TESTO DA LEGGERE:
========================================================================
Nel 2020 l’Unione europea ha esportato oltre 33 milioni di tonnellate di rifiuti verso Paesi extraeuropei, con un aumento del 75% rispetto al 2004. Secondo Roberta Arbinolo –comunication officer dello European environmental bureau (Eeb), rete di associazioni ecologiste europee- “l’esportazione di rifiuti da parte della Ue non è solo una delega ingiusta dei nostri doveri ma è anche un’occasione persa per affrontare seriamente la gestione degli scarti e per diventare leader nel campo dell’economia circolare”. Anche se la Commissione europea ha presentato nel novembre 2021 una proposta di revisione della “Waste Shipment Regulation”, un pacchetto norme per favorire il riciclo, combattere il traffico illegale di sostanze pericolose e assicurare il corretto smaltimento dei materiali esportati, la Eeb ritiene che non siano sufficientemente rigide. “La regolamentazione non renderà più difficile l’esportazione e non garantirà che le risorse preziose contenute nei rifiuti rimangano all’interno della Ue. L’iniziativa sarà discussa nel corso del 2022 dal Parlamento europeo, ma gli interessi degli Stati membri potrebbero sminuirne ulteriormente l’efficacia”.

Nel 2020 il principale importatore di rifiuti “europei” è stata la Turchia, con 13,7 milioni di tonnellate, seguita da India con 2,9 milioni di tonnellate e Regno Unito con 1,8 milioni di tonnellate. Infine Svizzera, Norvegia, Indonesia e Pakistan hanno ricevuto all’incirca la stessa quantità di carico, tra 1,6 e 1,4 milioni di tonnellate.

Il motivo dietro questa massiccia esportazione starebbe nel risparmio per le aziende incaricate nella gestione dei rifiuti. Queste -ricorda Eeb- hanno interesse nel ridurre i costi di smaltimento ma lo fanno esportando verso Paesi dove gli standard sono molto meno restrittivi con un conseguente danno sociale e ambientale. “In alcuni casi -ricorda Arbinolo- il carico risulta non riciclabile in quanto contaminato da sostanze che non avrebbero dovuto esserci e che sono finite lì a causa di una scorretta etichettatura o di un traffico illegale”.

I materiali più esportati nel 2020 sono stati principalmente ferro e acciaio di cui sono state spedite 17,4 milioni di tonnellate, carta e cartone con 6,1 milioni e plastica per 2,4 milioni. “Non conosciamo con precisione il volume del traffico illegale ma sappiamo che è molto alto”. Non è un fatto recente, prosegue Arbinolo: “Secondo un rapporto Interpol, nel 2010 1,3 milioni di tonnellate di rifiuti da apparecchiature elettriche ed elettroniche (Raee) avrebbero lasciato la Ue senza essere tracciati”. Sono proprio i Raee a costituire una buona parte del traffico illecito; secondo le norme Ue non potrebbero venire esportati al di fuori dei Paesi appartenenti all’Organizzazione per la cooperazione e lo sviluppo economico (Ocse). È proprio per la presenza di questo traffico che, secondo la Eeb, è difficile stabilire le responsabilità dei singoli membri Ue: “Per quanto riguarda invece i carichi tracciati che seguono un iter legale, possiamo considerare come maggiori produttori i grandi Paesi dell’Europa centrale come Francia, Germania e Italia, che è il secondo responsabile per la plastica di scarto”. La regolamentazione europea non proibisce lo scambio di materiali pericolosi all’interno della Ue e nel 2018 ha riguardato 8 milioni di tonnellate.
========================================================================
ESTRATTI DELLE VOCI:
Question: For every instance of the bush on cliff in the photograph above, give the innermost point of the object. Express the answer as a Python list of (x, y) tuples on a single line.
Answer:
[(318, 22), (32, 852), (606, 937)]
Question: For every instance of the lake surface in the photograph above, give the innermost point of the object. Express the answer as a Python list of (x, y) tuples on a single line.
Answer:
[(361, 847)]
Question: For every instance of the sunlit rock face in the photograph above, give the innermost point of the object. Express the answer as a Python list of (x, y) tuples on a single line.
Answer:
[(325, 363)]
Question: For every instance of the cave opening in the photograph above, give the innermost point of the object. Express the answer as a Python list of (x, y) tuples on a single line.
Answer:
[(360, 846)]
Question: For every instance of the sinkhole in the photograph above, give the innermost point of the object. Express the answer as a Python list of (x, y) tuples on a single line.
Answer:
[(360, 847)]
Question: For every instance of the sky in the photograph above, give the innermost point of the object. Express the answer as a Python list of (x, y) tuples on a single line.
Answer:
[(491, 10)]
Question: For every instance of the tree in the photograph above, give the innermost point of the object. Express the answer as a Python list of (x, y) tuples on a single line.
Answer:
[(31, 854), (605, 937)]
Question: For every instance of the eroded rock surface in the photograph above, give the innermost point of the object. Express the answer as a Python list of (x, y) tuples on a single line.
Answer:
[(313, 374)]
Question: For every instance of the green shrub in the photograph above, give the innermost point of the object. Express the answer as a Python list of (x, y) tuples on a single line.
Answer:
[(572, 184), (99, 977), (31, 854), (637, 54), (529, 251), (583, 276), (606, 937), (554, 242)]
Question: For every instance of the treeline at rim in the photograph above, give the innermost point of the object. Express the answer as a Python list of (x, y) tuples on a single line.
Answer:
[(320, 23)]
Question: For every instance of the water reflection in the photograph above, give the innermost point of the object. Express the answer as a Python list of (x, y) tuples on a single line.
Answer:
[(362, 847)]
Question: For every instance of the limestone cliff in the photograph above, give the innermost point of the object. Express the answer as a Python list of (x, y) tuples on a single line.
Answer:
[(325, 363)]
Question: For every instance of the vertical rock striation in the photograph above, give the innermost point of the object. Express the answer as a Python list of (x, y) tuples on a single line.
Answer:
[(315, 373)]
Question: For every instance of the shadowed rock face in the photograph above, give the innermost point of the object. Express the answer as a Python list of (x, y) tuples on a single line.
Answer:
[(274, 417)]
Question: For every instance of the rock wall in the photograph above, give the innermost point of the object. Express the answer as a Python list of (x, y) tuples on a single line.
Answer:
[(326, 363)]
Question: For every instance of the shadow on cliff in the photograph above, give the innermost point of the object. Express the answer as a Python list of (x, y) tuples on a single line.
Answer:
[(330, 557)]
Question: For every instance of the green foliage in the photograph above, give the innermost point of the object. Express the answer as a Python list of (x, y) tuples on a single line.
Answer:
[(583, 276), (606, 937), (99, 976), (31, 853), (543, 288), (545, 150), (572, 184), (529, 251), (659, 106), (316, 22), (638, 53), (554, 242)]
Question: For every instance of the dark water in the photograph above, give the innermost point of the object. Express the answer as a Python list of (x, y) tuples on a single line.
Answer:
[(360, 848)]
========================================================================
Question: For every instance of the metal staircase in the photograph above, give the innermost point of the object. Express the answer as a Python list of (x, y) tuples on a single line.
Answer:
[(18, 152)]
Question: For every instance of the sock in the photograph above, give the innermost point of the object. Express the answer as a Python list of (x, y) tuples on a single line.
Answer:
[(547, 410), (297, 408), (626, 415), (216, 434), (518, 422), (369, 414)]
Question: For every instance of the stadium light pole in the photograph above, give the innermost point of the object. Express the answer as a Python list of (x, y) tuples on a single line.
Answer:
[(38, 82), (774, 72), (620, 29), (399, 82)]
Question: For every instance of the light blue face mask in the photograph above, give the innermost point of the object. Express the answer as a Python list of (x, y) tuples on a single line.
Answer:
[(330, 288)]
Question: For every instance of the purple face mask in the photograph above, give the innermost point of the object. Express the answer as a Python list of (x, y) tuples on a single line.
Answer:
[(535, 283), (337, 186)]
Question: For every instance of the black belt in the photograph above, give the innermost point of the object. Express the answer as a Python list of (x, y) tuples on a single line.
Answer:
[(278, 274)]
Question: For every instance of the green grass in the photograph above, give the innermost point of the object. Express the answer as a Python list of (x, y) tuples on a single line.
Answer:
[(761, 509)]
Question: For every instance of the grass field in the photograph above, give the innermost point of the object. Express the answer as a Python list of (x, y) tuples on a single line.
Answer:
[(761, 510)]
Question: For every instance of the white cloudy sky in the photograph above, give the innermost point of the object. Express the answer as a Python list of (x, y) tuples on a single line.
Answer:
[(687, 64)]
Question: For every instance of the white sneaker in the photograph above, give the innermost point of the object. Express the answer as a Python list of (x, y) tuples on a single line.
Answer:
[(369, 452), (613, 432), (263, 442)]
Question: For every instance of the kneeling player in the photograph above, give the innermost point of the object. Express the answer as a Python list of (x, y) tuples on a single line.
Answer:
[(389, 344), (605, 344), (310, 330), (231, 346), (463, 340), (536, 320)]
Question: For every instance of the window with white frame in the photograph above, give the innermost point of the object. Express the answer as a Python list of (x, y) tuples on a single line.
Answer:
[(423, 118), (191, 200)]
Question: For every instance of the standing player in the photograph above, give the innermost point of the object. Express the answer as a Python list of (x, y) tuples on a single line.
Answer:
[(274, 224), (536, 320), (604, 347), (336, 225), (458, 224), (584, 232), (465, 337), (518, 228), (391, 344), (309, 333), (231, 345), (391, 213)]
========================================================================
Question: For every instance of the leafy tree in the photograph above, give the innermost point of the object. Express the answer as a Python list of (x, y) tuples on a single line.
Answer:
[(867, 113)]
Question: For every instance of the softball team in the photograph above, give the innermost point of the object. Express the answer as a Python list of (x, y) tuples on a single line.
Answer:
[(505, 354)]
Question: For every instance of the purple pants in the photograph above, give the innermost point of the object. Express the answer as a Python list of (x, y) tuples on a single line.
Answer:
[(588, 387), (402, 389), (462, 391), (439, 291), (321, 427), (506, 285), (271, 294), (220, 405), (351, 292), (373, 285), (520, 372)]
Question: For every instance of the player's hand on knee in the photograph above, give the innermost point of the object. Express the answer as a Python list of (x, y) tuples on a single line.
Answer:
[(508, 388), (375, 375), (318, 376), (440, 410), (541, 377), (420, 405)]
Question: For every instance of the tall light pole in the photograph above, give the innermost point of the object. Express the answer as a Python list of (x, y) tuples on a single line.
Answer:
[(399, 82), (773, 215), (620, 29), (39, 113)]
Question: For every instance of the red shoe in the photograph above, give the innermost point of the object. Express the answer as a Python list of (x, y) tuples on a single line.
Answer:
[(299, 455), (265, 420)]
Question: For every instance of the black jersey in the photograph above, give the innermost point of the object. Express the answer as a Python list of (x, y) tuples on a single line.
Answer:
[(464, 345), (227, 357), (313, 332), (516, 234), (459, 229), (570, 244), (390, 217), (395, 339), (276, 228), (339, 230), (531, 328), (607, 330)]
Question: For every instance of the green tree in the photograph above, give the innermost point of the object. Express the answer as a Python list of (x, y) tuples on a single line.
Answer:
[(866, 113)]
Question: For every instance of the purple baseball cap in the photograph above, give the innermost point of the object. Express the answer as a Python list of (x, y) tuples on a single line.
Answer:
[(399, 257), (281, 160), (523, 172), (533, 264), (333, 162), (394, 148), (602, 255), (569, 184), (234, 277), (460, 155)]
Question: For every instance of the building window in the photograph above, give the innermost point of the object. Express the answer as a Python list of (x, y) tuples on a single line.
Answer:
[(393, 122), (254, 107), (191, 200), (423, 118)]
========================================================================
ESERCIZIO BREVE: Copia alla lettera, dal testo sui rifiuti esportati dall'Unione europea, il passo compreso tra "Nel 2020 il" e "1,4 milioni di tonnellate.", estremi inclusi.

RISPOSTA ALL'ESERCIZIO:
Nel 2020 il principale importatore di rifiuti “europei” è stata la Turchia, con 13,7 milioni di tonnellate, seguita da India con 2,9 milioni di tonnellate e Regno Unito con 1,8 milioni di tonnellate. Infine Svizzera, Norvegia, Indonesia e Pakistan hanno ricevuto all’incirca la stessa quantità di carico, tra 1,6 e 1,4 milioni di tonnellate.